▸ Exercise details
Continue the article on inflation expectations and the presidential election from the point where it stops.

▸ Extract to read
━━━━━━━━━━━━━━━━━━━━
High Expectations for Trump Lowered Inflation Expectations
In a presidential election year, many economic surveys cannot escape the gravity of expectations about the outcome of the presidential election.
The Federal Reserve Bank of New York’s monthly survey of consumer expectations showed a surprising decline in inflation expectations over the three-year time horizon. Median three-years-ahead inflation expectations fell by 0.6 percentage points to 2.3 percent, the lowest level since the survey’s inception in June 2013.
What made that result even more odd is that inflation expectations over the next year and five-years ahead were unchanged, at 3.0 and 2.8 percent respectively. This suggests that Americans think inflation will stay high over the coming year, fall over the following few years, and then start rising again.
The simplest explanation for this result is politics: people expect less inflation if Donald Trump is elected—and in July they were expecting Trump to win. This would explain why inflation expectations would fall in what would be the second and third year of Trump’s second term—and then rise again under a successor.
Even though Kamala Harris and Trump are now neck-and-neck in most polls, with many having Harris in the lead both in who people intend to vote for and who they think will win, this was not the case for most of July, when the New York Fed survey was taken. Back then 49 percent of the public expected Trump would win in November, compared with just 26 who said they expected Joe Biden to win, according to polling done by YouGov for the Economist.
Further evidence for this can be seen in the breakdown of inflation expectations by educational attainment. Fifty percent of Americans with no more than a high school degree identify as Republicans, versus 36 percent as Democrats. Similarly, Trump leads in most surveys of noncollege educated voters.
In the New York Fed survey, inflation expectations among college graduates over the next year were unchanged, and they ticked up by one-tenth of a percentage point over the next three years and the next five years. That’s pretty much unchanged across the board.
━━━━━━━━━━━━━━━━━━━━
[Referring expression pointing data]
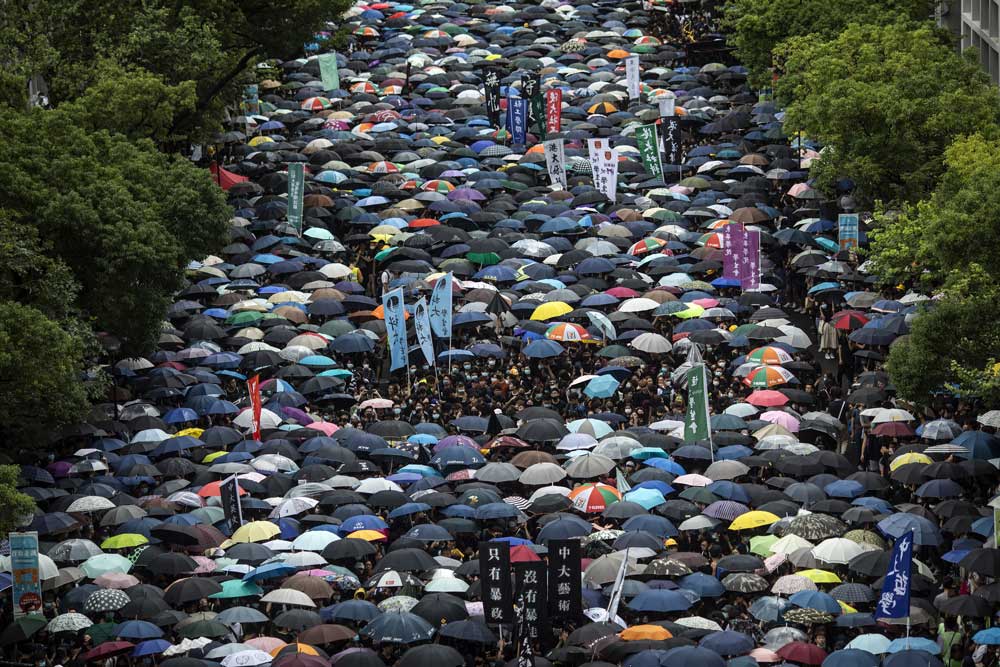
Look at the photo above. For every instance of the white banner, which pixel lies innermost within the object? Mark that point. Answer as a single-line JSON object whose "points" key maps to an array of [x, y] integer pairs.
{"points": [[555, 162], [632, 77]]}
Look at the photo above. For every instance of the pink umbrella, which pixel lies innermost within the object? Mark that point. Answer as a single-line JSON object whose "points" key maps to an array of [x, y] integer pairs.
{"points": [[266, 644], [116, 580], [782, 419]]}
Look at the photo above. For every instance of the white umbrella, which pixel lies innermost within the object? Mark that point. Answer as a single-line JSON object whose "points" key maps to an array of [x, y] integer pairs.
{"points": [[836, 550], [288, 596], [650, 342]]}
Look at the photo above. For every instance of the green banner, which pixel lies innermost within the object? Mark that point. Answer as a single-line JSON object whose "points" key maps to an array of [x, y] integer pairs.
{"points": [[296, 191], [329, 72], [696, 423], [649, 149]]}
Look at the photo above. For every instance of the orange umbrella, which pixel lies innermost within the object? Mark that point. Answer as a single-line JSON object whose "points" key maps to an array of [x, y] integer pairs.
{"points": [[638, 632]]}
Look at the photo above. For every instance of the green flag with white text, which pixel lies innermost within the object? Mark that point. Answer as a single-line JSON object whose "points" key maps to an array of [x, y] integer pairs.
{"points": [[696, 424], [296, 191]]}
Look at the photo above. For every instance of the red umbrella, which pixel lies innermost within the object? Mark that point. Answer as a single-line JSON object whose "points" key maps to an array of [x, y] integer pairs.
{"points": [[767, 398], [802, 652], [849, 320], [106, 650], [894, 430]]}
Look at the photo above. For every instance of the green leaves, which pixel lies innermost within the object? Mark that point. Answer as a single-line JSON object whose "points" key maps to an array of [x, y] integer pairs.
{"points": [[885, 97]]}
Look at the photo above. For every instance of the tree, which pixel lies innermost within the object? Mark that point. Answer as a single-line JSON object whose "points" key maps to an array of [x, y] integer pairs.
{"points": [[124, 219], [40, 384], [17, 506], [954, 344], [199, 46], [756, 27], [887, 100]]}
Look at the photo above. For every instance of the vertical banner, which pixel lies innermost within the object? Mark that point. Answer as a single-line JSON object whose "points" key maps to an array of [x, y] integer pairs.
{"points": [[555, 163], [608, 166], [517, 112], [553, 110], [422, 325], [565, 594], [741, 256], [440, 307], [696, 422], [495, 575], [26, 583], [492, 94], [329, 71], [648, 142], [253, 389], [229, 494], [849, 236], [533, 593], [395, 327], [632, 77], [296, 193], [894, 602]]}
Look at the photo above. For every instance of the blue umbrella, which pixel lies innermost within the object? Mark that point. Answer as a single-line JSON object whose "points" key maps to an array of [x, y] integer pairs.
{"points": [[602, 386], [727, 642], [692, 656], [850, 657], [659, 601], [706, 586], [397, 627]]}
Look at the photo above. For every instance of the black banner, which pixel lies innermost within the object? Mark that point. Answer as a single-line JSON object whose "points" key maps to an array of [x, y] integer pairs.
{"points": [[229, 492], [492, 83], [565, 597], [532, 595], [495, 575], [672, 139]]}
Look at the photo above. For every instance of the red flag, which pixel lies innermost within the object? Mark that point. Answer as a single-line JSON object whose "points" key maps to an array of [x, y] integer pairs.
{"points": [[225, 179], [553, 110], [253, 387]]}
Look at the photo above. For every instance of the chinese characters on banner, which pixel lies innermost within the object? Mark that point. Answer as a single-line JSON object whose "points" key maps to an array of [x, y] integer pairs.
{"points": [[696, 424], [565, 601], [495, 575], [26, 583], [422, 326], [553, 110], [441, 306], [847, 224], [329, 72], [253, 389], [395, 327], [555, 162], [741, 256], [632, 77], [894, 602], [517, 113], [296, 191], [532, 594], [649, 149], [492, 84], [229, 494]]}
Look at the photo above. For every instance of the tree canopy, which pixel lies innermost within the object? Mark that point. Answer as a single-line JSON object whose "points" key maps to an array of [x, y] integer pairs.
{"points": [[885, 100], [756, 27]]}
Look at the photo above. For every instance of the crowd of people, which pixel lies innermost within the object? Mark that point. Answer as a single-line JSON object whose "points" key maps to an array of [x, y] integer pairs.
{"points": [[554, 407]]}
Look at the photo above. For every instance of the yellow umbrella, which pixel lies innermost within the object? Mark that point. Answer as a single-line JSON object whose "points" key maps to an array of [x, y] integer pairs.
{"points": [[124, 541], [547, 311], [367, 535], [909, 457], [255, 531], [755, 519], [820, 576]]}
━━━━━━━━━━━━━━━━━━━━
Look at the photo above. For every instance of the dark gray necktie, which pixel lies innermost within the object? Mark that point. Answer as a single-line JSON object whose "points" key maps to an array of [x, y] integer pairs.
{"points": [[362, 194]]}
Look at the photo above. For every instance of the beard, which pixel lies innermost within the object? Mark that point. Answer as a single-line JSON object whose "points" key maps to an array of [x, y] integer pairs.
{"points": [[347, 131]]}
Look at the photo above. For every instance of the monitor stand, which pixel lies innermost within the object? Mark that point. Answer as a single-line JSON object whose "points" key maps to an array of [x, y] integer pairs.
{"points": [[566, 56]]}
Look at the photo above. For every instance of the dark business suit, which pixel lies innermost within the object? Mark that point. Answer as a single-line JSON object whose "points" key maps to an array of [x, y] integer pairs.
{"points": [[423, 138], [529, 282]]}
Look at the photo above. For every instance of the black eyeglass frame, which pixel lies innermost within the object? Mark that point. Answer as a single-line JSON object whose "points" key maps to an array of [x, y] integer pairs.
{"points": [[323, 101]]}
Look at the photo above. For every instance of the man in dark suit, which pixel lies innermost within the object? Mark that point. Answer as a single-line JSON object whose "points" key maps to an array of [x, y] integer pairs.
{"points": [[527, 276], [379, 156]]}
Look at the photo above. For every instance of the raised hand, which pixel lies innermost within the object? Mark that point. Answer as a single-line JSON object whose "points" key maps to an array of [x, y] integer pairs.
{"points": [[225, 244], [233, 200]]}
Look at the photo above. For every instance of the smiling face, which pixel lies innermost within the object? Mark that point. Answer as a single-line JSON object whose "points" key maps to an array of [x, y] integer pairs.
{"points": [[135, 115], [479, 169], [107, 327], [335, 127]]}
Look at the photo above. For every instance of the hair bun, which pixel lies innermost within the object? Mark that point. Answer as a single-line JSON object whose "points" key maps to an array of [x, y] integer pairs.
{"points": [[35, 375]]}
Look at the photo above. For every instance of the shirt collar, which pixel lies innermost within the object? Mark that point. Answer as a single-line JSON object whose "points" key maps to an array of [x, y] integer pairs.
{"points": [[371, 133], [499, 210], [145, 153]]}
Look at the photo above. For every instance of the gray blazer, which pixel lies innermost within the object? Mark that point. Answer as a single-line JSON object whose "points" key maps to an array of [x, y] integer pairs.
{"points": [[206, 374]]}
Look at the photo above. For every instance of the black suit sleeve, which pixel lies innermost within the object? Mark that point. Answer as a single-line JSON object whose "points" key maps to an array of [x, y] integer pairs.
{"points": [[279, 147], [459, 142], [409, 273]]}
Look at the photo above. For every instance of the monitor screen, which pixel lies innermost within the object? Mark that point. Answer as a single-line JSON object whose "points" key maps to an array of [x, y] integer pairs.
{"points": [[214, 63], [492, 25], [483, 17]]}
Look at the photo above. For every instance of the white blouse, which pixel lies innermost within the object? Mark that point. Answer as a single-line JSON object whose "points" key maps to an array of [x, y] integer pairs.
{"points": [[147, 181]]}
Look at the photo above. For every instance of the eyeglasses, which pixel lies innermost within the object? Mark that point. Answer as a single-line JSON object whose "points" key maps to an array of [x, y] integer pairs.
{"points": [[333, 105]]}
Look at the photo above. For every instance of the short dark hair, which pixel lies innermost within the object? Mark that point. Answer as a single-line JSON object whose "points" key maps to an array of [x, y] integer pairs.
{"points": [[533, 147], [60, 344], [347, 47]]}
━━━━━━━━━━━━━━━━━━━━
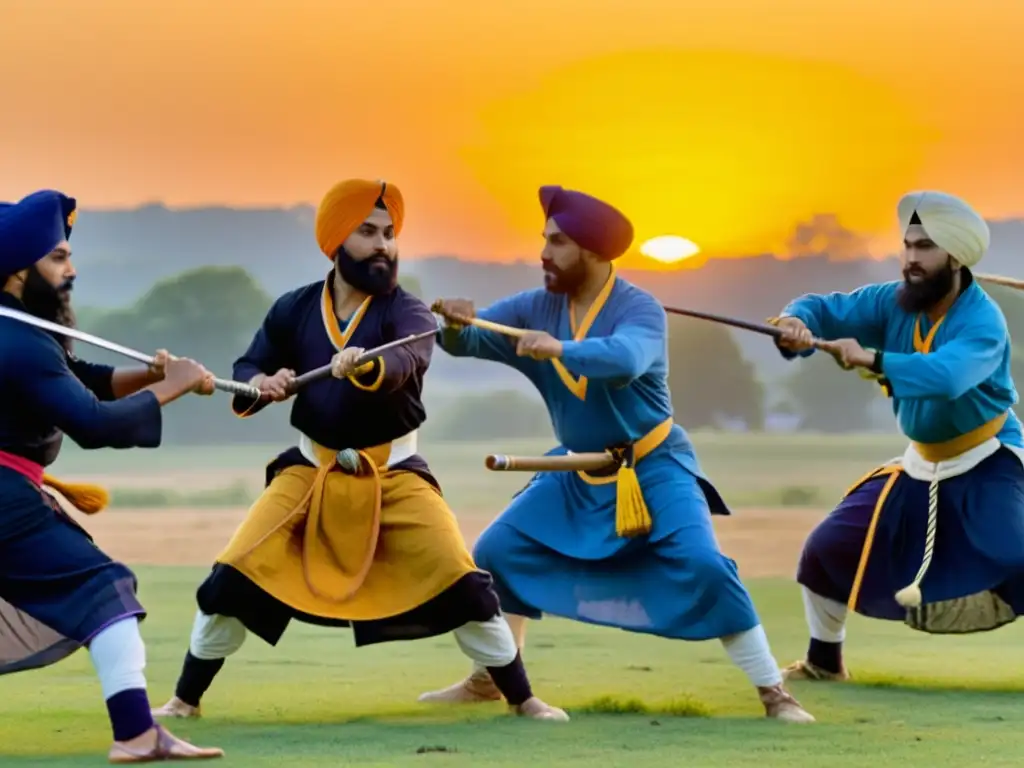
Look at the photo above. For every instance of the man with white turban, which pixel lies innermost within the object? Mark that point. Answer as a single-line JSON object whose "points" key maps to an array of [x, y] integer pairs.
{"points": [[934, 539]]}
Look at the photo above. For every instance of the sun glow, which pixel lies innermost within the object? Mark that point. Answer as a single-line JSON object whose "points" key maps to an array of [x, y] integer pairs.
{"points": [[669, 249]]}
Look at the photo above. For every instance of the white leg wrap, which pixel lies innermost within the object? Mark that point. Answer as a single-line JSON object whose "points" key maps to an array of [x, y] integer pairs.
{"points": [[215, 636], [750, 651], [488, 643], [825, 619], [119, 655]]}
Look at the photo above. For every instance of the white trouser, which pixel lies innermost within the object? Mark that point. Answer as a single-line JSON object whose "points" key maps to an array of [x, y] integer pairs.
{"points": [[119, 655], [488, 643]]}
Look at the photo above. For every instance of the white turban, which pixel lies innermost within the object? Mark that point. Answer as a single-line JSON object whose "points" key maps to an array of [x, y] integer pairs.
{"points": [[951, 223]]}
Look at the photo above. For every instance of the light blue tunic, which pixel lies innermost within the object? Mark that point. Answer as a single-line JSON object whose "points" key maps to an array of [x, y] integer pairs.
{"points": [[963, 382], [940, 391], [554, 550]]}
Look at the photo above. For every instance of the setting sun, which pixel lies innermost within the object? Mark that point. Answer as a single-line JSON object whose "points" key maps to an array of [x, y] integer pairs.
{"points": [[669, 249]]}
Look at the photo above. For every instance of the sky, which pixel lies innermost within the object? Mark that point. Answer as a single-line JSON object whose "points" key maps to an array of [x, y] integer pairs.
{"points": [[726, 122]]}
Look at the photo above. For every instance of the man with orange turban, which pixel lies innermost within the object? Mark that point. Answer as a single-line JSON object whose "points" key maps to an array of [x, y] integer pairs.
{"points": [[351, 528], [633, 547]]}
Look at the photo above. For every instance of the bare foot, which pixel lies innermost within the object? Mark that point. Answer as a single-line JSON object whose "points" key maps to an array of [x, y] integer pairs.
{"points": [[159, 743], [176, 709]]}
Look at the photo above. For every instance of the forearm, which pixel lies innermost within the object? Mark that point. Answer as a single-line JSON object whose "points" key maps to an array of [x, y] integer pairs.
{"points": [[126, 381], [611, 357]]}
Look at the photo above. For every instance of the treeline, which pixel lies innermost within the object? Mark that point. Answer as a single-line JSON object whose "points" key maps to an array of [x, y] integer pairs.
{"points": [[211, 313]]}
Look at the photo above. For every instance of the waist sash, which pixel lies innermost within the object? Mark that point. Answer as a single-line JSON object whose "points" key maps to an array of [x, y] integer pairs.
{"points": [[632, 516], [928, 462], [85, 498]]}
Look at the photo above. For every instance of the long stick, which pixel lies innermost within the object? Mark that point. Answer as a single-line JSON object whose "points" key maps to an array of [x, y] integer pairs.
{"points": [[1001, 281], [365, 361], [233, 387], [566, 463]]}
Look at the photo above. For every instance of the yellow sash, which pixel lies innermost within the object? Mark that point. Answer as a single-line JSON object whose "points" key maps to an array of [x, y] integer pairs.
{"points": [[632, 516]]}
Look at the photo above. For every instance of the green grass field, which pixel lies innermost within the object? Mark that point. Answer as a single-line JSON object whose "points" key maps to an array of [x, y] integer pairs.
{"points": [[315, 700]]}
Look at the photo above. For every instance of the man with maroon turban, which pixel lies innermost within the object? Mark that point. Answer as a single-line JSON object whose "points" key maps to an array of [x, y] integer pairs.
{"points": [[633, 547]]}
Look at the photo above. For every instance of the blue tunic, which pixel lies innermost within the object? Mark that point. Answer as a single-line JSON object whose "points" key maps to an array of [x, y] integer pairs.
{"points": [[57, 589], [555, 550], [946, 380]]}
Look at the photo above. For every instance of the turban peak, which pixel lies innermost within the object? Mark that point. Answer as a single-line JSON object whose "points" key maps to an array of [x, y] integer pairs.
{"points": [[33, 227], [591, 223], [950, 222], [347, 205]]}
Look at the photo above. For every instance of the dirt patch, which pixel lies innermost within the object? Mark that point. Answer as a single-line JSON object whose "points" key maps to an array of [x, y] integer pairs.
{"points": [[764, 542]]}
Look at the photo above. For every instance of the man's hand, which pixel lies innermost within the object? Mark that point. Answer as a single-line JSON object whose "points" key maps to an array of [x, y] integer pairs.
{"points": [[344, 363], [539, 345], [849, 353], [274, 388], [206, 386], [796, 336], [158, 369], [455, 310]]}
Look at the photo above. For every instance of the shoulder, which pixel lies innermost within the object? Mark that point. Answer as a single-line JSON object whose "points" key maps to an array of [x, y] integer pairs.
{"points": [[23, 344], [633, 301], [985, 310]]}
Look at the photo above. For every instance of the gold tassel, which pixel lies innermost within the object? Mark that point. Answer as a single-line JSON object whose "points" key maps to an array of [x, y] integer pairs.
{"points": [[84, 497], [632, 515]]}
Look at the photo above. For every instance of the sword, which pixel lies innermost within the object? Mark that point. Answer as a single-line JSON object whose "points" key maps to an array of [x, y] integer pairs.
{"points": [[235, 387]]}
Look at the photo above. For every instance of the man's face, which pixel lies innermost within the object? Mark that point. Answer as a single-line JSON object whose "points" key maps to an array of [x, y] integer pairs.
━━━━━━━━━━━━━━━━━━━━
▸ Answer to the problem
Federal Reserve Inflation Expectations for College Grads
Inflation expectations among those with a high school degree or less, however, moved sharply. Over the next year, expected inflation fell from three percent to 2.5 percent. Five years ahead, median expected inflation ticked down from 2.5 to 2.4. But in that three-year window, the median expected inflation fell from three percent to 1.5 percent.
Federal Reserve Inflation Expectations for High School Grads
In other words, inflation expectations fell sharply among the demographic group that favors Trump for the presidency—and for the period in which he would be president if he got elected.
If our analysis is correct, this could mean that inflation expectations will rise again if Harris is able to sustain or build on her polling gains in recent weeks.
A Weird Flat Line in the New York Fed’s Survey
We noticed something quite odd in the New York Fed survey: the median earnings expectations of college graduates have flatlined.
In addition to asking about inflation expectations, the New York Fed’s survey asks about expectations for things like job security, household income, and earnings. You can use the bank’s website to break the responses down by age, education, income, numeracy, and region. (Interestingly, however, there’s no breakdown by race, which seems refreshing in our race-obsessed era.)
While we were examining the latest data, we decided to look at the earnings growth expectations for college graduates. What we found surprised us. The series displays the expected bumpiness month-to-month up until June 2021. At that point, expected earnings growth rises to three percent and then stays there for the next 37 months.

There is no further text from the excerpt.